About this exercise =>
Give every entry again, exactly.

Records for the task =>
- Opening Delimiter -

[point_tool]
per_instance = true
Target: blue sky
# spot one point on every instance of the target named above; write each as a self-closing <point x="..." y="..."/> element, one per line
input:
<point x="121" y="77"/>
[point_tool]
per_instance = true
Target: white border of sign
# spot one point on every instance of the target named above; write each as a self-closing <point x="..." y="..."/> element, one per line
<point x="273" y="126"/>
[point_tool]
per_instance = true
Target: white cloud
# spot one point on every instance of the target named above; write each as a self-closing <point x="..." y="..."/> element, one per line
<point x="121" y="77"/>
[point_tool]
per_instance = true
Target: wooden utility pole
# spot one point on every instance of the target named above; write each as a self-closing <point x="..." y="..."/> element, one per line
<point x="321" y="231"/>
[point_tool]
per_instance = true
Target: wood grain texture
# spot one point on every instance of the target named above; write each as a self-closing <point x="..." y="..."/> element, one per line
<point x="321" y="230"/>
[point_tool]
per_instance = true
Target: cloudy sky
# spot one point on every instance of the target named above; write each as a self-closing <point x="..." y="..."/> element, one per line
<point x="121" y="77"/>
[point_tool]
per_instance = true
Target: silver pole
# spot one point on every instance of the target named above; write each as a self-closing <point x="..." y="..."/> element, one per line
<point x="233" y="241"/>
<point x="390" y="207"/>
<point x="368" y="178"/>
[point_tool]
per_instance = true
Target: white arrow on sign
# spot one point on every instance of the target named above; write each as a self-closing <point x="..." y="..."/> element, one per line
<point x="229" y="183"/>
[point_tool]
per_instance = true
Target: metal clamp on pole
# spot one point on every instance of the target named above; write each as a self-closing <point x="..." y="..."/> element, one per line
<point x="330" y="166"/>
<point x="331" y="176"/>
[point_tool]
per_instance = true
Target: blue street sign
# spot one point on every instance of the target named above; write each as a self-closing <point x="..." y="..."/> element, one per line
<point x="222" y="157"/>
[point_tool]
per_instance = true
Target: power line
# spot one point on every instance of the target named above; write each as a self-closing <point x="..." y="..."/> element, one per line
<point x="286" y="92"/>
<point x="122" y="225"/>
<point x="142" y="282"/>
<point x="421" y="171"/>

- Closing Delimiter -

Exercise output =>
[point_tool]
per_instance = true
Target: blue sky
# spot one point on every instance of the target named above; write each as a self-closing <point x="..." y="..."/> element, one per line
input:
<point x="121" y="77"/>
[point_tool]
per_instance = true
Target: white border of sign
# spot one point on every instance of the target named above; write each as a self-closing <point x="..." y="..."/> element, one per line
<point x="273" y="126"/>
[point_tool]
per_instance = true
Target: white cloud
# spot one point on every instance of the target named above; write each as a self-closing <point x="..." y="..."/> element, one per line
<point x="121" y="77"/>
[point_tool]
per_instance = true
Target: wooden utility pole
# spot one point on every instance of the target named above; write each as a self-closing <point x="..." y="..."/> element, one per line
<point x="321" y="231"/>
[point_tool]
per_instance = true
Target: wood grain texture
# spot one point on every instance of the target named above; write each as a self-closing <point x="..." y="..."/> element, one per line
<point x="321" y="230"/>
[point_tool]
per_instance = true
Target: cloudy sky
# spot one point on every instance of the target named above; write each as a self-closing <point x="..." y="..."/> element, one per line
<point x="121" y="77"/>
[point_tool]
per_instance = true
Target: silver pole
# spot one point on every instance of the target named above; write each as a self-closing <point x="..." y="..."/> element, one per line
<point x="233" y="241"/>
<point x="390" y="207"/>
<point x="368" y="178"/>
[point_tool]
per_instance = true
Target: white arrow on sign
# spot one point on every instance of the target named above; write each as a self-closing <point x="..." y="..."/> element, one per line
<point x="229" y="183"/>
[point_tool]
per_instance = true
Target: metal clamp on pole
# spot one point on every instance of the target named above; write each as a self-closing <point x="..." y="..."/> element, one per line
<point x="330" y="166"/>
<point x="331" y="176"/>
[point_tool]
per_instance = true
Target: blue street sign
# spot one point on every instance of the target named above; write each as a self-closing <point x="..." y="..."/> element, one per line
<point x="222" y="157"/>
[point_tool]
per_instance = true
Target: power line
# spot one point on every instance of the target named above; write each as a self-closing <point x="..." y="..."/> element, one per line
<point x="286" y="92"/>
<point x="122" y="225"/>
<point x="142" y="282"/>
<point x="421" y="171"/>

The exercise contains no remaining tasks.